START Data shown
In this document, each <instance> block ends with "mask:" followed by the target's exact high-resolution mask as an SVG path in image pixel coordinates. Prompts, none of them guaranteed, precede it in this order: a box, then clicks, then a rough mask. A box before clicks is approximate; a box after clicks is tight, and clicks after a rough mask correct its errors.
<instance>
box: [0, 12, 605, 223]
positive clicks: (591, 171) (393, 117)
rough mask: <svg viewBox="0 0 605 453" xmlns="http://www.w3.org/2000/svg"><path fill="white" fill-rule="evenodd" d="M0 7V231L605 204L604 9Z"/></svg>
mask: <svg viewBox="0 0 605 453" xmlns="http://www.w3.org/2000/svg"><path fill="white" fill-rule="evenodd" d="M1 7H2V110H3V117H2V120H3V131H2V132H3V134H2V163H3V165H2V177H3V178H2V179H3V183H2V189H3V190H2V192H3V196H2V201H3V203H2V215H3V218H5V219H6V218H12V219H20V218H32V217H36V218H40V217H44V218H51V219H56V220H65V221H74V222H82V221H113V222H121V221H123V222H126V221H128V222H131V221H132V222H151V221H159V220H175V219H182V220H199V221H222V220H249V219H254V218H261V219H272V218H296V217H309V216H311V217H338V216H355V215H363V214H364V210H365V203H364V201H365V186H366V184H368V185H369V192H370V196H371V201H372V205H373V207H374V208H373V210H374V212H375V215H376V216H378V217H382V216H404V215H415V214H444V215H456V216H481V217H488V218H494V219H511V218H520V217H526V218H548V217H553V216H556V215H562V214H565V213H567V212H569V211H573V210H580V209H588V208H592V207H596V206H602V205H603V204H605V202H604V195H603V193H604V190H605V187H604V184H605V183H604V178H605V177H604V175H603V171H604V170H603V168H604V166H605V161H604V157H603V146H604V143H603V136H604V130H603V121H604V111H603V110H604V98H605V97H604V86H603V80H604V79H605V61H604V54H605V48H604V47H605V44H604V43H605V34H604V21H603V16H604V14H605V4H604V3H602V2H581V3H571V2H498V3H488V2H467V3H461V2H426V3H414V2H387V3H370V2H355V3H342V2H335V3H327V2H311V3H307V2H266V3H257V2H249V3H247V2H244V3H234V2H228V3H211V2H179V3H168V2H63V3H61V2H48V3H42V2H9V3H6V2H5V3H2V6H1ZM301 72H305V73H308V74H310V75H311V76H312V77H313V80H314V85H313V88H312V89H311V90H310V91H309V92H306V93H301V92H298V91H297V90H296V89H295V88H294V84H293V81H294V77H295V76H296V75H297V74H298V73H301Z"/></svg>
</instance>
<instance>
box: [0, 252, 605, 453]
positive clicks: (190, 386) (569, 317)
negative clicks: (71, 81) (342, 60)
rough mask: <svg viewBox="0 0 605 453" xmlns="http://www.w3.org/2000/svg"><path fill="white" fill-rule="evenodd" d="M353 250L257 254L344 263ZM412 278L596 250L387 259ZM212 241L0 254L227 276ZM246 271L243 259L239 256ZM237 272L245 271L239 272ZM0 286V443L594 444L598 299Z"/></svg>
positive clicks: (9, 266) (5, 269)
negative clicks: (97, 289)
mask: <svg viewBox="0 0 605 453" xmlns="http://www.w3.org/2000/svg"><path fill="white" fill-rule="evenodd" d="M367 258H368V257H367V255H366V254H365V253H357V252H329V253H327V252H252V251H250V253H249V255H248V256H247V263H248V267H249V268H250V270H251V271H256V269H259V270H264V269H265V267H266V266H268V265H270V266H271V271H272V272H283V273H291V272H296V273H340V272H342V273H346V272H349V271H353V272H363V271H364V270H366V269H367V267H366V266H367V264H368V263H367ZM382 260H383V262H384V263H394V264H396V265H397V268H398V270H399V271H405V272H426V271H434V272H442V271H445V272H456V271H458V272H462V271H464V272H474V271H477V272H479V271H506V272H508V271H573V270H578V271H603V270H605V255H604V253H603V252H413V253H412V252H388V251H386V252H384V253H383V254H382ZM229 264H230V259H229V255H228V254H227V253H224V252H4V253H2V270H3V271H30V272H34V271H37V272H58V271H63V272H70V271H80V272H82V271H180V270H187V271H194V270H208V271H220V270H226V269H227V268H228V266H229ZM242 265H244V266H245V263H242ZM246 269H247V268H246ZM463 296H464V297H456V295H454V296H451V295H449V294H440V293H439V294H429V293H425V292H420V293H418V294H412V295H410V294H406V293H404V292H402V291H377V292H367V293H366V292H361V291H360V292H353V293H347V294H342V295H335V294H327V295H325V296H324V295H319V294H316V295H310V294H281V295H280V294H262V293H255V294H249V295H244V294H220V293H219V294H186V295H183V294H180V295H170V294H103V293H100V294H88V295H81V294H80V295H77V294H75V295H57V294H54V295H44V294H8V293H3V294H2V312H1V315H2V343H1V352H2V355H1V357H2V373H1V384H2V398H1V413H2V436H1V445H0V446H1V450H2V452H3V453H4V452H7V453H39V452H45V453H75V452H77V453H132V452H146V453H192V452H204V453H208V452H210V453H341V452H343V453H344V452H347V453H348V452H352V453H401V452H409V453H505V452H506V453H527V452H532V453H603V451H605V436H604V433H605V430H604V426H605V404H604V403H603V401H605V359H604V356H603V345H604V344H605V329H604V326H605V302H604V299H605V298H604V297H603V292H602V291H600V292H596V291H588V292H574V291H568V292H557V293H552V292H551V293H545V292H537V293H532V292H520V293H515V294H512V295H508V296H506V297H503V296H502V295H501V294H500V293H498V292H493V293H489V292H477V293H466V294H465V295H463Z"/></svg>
END Data shown
▸ Exercise prompt
The result is a copy of every line above where the word "positive" shows up.

▸ Output below
positive clicks: (591, 171) (393, 117)
positive clicks: (190, 386) (569, 317)
positive clicks: (9, 266) (5, 269)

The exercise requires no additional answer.